**CONSIGNE**
Recopiez mot pour mot l'intégralité de l'extrait ci-dessous, consacré à une arrestation et aux premiers mois de détention.

**EXTRAIT CHOISI**
════

J’étais préparé depuis des années par le durcissement du régime contre la liberté d’expression et les avertissements que je recevais. Je n’accepterai jamais le fait d’être arrêté pour avoir exprimé mon opinion. J’ai donc refusé de fuir ou de me taire. S’ils voulaient m’arrêter, ils n’avaient qu’à le faire… J’ai continué mes lives Facebook, en sachant qu’une ou plusieurs de mes phrases pourraient être retenues par un juge.

Comment se sont passés ces huit premiers mois de détention ?

C’était de la merde ! J’étais très en colère contre cette injustice car je n’accepte pas d’être bâillonné comme un esclave. La situation me rongeait, mais je n’avais pas le droit de flancher. J’avais un rôle de leader à jouer. Je devais être fort malgré le fait qu’en huit mois, je n’ai eu mes enfants qu’une seule fois au téléphone et que je n’avais qu’une envie, pleurer.

════

(Images pour la localisation d'objets)
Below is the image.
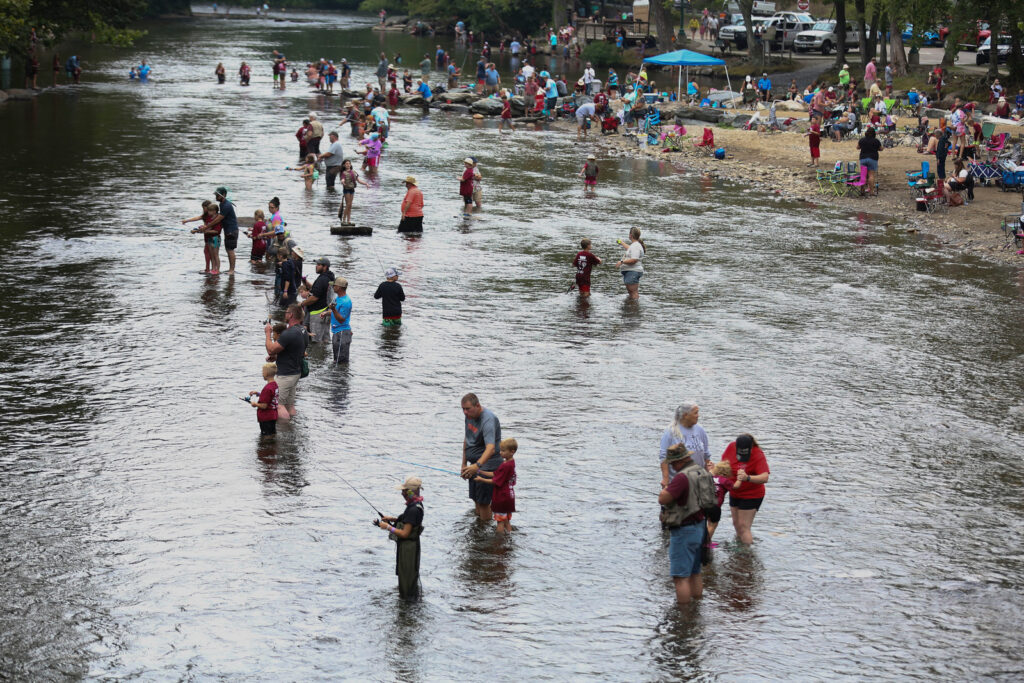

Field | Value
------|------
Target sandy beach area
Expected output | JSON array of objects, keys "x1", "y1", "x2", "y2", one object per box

════

**VOTRE RÉPONSE**
J’étais préparé depuis des années par le durcissement du régime contre la liberté d’expression et les avertissements que je recevais. Je n’accepterai jamais le fait d’être arrêté pour avoir exprimé mon opinion. J’ai donc refusé de fuir ou de me taire. S’ils voulaient m’arrêter, ils n’avaient qu’à le faire… J’ai continué mes lives Facebook, en sachant qu’une ou plusieurs de mes phrases pourraient être retenues par un juge.

Comment se sont passés ces huit premiers mois de détention ?

C’était de la merde ! J’étais très en colère contre cette injustice car je n’accepte pas d’être bâillonné comme un esclave. La situation me rongeait, mais je n’avais pas le droit de flancher. J’avais un rôle de leader à jouer. Je devais être fort malgré le fait qu’en huit mois, je n’ai eu mes enfants qu’une seule fois au téléphone et que je n’avais qu’une envie, pleurer.